#### TEXT FOR ANALYSIS:
=== Section Start ===

Beginning in the late Middle Ages, straight herald trumpets (known as the buisine) and later coiled valve-less natural trumpets, clarions and drums (usually snares and tenors) would sound fanfares to mark important holidays or ceremonial events. These instruments would also serve as timekeepers in various towns and cities and announce various special events. Incorporated into mounted bands since the 12th century, timpani and trumpets or bugles were, from the middle of the 15th century, employed to motivate mounted troops in battle as well as on parades. Many of these early trumpets are direct ancestors to the present day fanfare instruments. The chromatic natural trumpet, used since the 17th century, is the oldest variant type of fanfare trumpet still used today, which was first used in the cavalry branches of European armies and later on as part of the field and horse artillery.

Valved chromatic trumpets, originally developed in the 1930s, are the ones used today by most armed forces and a few police departments worldwide. The instruments used today by most military bands are made since 2000 by British musical instrument maker Smith–Watkins, while a special set has been commissioned in the US for the United States Army Band.

=== Section End ===

#### WHAT IS EXPECTED:
Could you carry on the passage about fanfare trumpets, picking up after its last sentence?

#### DATASET EXTRACT:
=== Section Start ===

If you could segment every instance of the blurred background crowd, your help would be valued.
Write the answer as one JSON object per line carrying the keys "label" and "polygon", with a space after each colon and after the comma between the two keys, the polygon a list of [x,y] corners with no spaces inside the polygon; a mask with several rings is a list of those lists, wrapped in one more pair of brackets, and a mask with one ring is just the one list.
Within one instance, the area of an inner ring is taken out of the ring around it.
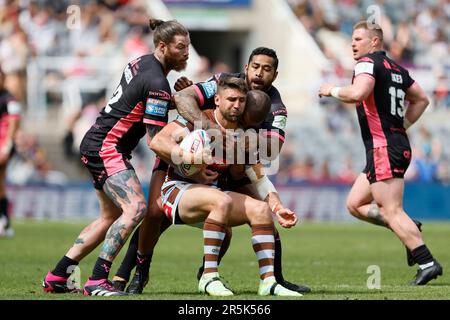
{"label": "blurred background crowd", "polygon": [[[330,62],[323,80],[336,84],[351,79],[354,62],[345,50],[352,25],[367,16],[371,5],[382,9],[388,54],[411,70],[431,100],[426,119],[410,130],[414,151],[406,179],[450,183],[450,3],[285,1]],[[5,85],[22,103],[24,114],[10,163],[11,183],[90,179],[81,168],[77,146],[125,64],[153,50],[145,3],[0,0],[0,65]],[[224,71],[239,70],[201,55],[191,78],[201,81]],[[363,169],[354,106],[317,98],[316,107],[321,121],[288,118],[280,171],[273,177],[279,184],[351,183]],[[142,181],[149,180],[152,157],[144,141],[133,157]]]}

=== Section End ===

#### EXPECTED ANSWER:
The prakhom band of the Bureau of the Royal Household of Thailand sports such old style trumpets, introduced into the country in the early years of the Bangkok (Rattanakosin) period replacing lost originals. These trumpets are part of the state royal regalia, and are played during important royal events. A similar but plain instrument, the nafiri, is used as part of the regalia of Malaysia because it is an integral part of the nobat or royal orchestra which performs in important royal events in the states of Kedah, Perak, Terrenganu and Selangor and when the King of Malaysia from those states is ceremonially installed.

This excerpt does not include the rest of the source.